SERIE DI COMPITI.
A – Trascriva fedelmente il brano del testo sul tango che va da "Tra le prime" a "difficoltà dello strumento.".
B – Stabilisca se ciascuna delle seguenti affermazioni concorda con il testo sul tango. Risponda sì o no e riporti tra virgolette le parole del testo che lo determinano.
(i) L'orchestra di Juan Maglio Pacho risale al 1912.
(ii) Come la fisarmonica, il bandoneón ha il piano.
(iii) La conferenza si è svolta all'Auditorium Parco della Musica.

Ignacio Varchausky, fondatore dell’Orquesta El Arranque, ha tenuto l’interessante conferenza del titolo sull’evoluzione stilistica del tango (con ascolto guidato dei brani caratteristici, presi dall’Archivio digitale del tango da lui curato) lo scorso 12 settembre 2010 all’Auditorium Parco della Musica, in occasione della terza edizione del festival “Buenos Aires Tango”. Come annunciato nel precedente numero di Tango In Roma, ne riassumeremo ora il contenuto.
Tra le prime orchestre a gettare le basi stilistiche del tango come lo conosciamo noi c’è quella di Juan Maglio Pacho: siamo nel 1912, ed egli può essere considerato il primo bandoneonista professionista (arriva a far suonare al suo strumento 71 note!). Il bandoneón è uno strumento di origine tedesca, di chiesa, arrivato in Argentina nel XIX secolo con l’immigrazione. È uno strumento raro, parente della fisarmonica: vibra con l’aria, come l’armonica, ma a differenza della fisarmonica non ha il piano. Inoltre, nel bandoneón le note non sono messe in ordine logico-consequenziale (es. do-re-mi…), ma la mano sinistra ha le note messe in ordine diverso da quelle della mano destra, e quando chiude ha note diverse. “Per questo i bandoneonisti sono pazzi!”, scherza Ignacio per ribadire la difficoltà dello strumento.

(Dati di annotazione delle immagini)
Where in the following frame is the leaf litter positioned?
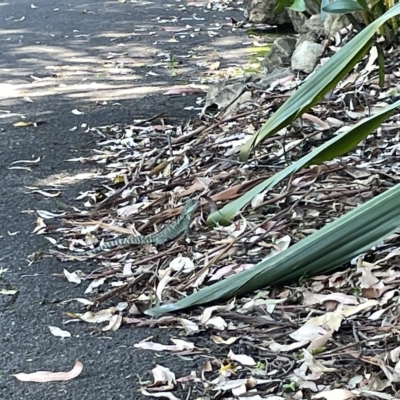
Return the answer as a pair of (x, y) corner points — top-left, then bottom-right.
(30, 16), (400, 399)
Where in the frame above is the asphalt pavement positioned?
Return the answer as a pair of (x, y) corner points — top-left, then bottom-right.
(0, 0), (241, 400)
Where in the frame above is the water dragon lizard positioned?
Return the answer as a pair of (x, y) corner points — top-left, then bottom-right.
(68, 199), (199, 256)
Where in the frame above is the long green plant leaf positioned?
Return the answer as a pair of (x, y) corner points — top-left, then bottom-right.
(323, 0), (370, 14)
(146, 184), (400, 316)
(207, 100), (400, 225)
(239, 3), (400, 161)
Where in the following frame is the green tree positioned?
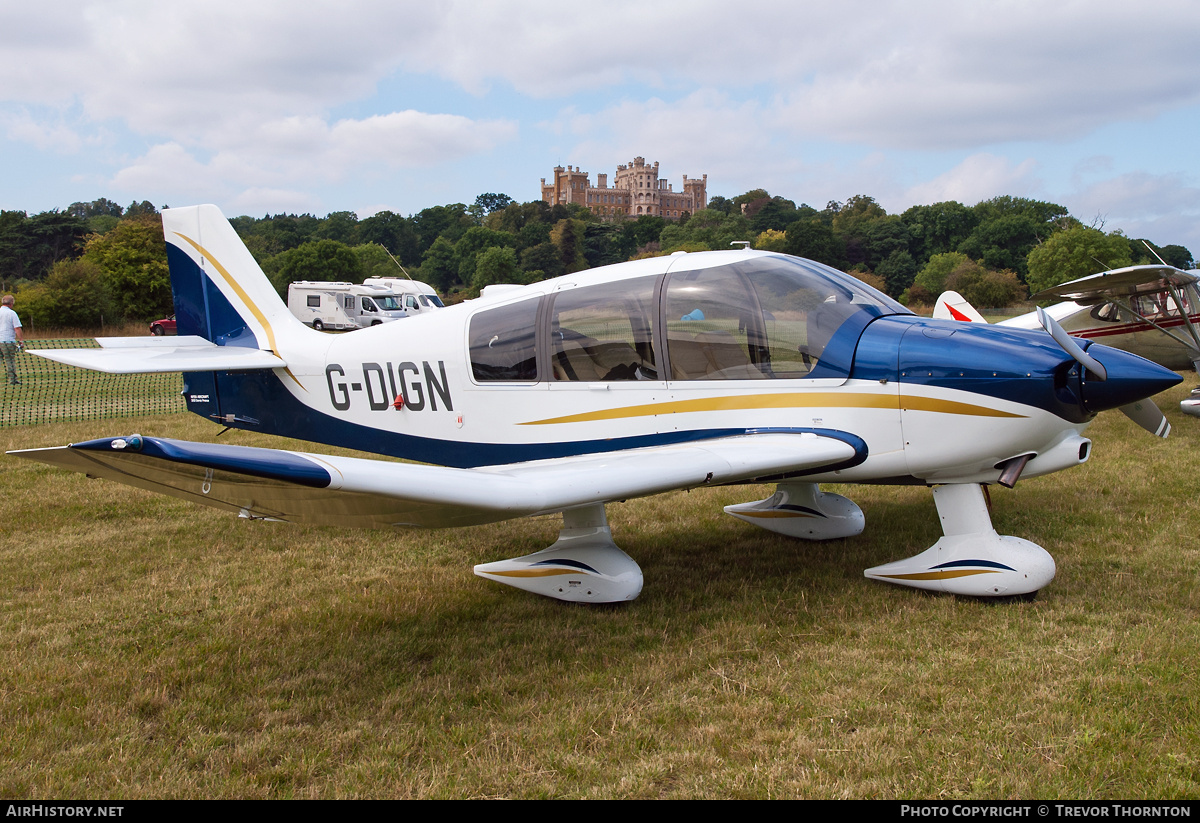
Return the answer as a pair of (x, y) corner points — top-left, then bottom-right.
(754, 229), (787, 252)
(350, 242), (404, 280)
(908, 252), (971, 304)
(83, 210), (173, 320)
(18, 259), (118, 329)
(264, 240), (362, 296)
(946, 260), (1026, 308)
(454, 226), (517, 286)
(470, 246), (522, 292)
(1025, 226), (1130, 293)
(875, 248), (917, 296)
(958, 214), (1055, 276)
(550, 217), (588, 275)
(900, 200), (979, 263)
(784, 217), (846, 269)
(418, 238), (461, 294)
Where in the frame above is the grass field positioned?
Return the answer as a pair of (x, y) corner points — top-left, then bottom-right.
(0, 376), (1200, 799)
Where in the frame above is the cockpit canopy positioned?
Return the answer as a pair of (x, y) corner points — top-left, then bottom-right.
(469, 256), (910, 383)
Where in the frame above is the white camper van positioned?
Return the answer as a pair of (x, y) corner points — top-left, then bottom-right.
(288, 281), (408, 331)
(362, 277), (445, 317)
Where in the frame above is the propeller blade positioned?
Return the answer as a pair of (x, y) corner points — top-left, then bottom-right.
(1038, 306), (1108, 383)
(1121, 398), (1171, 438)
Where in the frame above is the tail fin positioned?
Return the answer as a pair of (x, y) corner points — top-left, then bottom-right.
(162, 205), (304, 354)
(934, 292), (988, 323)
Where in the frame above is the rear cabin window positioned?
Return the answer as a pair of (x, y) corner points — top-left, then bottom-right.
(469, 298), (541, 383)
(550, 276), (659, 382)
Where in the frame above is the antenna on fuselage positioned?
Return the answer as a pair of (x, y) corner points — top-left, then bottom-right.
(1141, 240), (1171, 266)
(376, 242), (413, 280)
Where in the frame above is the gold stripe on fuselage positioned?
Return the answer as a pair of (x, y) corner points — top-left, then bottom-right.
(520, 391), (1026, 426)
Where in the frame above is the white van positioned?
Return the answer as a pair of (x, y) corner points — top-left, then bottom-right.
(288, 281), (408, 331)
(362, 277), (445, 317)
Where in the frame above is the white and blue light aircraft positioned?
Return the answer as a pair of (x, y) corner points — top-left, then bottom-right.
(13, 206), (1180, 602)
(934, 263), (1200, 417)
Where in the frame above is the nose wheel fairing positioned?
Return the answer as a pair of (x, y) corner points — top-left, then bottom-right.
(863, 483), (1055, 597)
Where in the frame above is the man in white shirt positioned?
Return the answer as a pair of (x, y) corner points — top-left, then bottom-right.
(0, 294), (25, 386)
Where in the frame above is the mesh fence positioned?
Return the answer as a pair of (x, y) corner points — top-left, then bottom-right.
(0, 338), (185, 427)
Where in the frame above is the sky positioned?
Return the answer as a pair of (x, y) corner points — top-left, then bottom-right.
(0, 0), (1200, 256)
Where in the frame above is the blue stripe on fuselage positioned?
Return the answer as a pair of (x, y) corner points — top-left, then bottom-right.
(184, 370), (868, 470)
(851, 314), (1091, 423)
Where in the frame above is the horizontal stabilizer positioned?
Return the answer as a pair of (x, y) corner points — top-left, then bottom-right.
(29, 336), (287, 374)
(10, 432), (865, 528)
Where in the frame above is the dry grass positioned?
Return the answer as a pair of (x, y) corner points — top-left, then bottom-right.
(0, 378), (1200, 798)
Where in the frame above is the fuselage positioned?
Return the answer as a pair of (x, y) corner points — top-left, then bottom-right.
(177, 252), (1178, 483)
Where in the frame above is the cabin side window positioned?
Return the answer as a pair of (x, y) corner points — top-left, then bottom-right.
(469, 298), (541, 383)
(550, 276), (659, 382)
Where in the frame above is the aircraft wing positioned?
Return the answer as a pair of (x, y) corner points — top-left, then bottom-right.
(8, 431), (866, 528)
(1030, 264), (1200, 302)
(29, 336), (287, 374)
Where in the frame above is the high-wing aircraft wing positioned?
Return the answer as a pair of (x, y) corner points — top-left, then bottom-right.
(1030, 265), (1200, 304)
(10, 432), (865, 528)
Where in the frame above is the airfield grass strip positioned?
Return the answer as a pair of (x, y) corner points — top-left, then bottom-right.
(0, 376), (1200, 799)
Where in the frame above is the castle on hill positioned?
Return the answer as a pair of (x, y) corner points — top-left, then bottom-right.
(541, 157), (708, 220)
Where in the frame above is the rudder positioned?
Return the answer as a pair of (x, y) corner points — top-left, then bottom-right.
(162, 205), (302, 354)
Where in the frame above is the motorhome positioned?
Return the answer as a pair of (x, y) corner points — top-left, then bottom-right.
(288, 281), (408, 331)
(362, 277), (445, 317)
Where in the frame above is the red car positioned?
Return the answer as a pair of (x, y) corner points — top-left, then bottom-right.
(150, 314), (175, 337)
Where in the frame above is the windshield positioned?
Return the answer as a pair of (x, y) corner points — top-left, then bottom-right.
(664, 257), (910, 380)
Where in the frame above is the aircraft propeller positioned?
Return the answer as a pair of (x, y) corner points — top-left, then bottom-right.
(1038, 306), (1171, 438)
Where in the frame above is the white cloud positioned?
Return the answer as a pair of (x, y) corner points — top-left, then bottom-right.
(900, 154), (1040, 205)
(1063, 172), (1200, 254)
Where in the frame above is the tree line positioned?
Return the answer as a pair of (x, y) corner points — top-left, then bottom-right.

RISPOSTE FORNITE.
A –
Tra le prime orchestre a gettare le basi stilistiche del tango come lo conosciamo noi c’è quella di Juan Maglio Pacho: siamo nel 1912, ed egli può essere considerato il primo bandoneonista professionista (arriva a far suonare al suo strumento 71 note!). Il bandoneón è uno strumento di origine tedesca, di chiesa, arrivato in Argentina nel XIX secolo con l’immigrazione. È uno strumento raro, parente della fisarmonica: vibra con l’aria, come l’armonica, ma a differenza della fisarmonica non ha il piano. Inoltre, nel bandoneón le note non sono messe in ordine logico-consequenziale (es. do-re-mi…), ma la mano sinistra ha le note messe in ordine diverso da quelle della mano destra, e quando chiude ha note diverse. “Per questo i bandoneonisti sono pazzi!”, scherza Ignacio per ribadire la difficoltà dello strumento.

B –
(i) Sì: "siamo nel 1912".
(ii) No: "a differenza della fisarmonica non ha il piano".
(iii) Sì: "all’Auditorium Parco della Musica".